(Records for processing)
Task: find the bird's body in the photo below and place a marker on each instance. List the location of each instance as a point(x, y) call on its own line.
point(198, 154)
(End Records for processing)
(Records for processing)
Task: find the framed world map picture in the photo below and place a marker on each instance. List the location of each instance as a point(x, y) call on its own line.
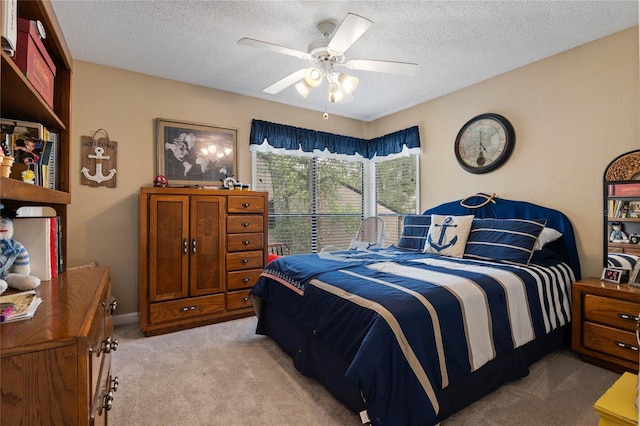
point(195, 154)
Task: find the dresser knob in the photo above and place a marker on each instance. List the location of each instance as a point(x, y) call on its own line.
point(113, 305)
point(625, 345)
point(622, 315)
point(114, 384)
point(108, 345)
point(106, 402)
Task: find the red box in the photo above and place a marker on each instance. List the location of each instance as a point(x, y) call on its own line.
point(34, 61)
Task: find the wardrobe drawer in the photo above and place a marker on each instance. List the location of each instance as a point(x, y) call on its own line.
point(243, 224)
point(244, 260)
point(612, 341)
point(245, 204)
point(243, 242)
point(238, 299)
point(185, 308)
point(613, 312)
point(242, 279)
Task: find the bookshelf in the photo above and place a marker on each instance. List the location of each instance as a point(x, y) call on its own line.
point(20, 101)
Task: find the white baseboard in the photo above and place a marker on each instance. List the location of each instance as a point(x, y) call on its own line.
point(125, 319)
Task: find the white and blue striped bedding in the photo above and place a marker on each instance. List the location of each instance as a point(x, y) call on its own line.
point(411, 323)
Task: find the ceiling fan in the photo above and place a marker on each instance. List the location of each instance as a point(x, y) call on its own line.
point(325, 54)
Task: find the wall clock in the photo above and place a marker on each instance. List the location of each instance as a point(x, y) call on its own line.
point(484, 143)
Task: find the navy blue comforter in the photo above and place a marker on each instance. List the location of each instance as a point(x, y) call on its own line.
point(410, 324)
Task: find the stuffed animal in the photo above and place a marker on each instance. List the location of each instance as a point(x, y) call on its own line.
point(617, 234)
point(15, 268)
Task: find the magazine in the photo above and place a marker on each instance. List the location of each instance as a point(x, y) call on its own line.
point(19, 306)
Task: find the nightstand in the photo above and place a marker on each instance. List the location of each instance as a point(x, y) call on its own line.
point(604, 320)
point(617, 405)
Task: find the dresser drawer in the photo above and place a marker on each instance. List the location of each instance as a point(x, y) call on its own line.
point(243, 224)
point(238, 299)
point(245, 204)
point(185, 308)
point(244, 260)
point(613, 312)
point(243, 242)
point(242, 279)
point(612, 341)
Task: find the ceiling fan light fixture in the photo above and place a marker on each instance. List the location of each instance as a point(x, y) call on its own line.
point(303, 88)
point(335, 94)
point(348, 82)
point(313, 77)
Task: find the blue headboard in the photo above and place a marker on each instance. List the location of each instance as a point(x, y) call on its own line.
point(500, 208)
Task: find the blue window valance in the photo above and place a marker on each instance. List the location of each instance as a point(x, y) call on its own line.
(End Records for processing)
## [Exercise brief]
An exact copy of the lines above between the line holding "Task: find the blue headboard" and the line holding "Task: find the blue window", inclusive, is the whole answer.

## [Task answer]
Task: find the blue headboard in the photo above and place a marker on each instance. List the location of each instance as a point(x, y) call on its own line.
point(500, 208)
Task: find the blue window valance in the photo above and place a marker on each instance. List the location of each instance as a point(x, y) call on its own line.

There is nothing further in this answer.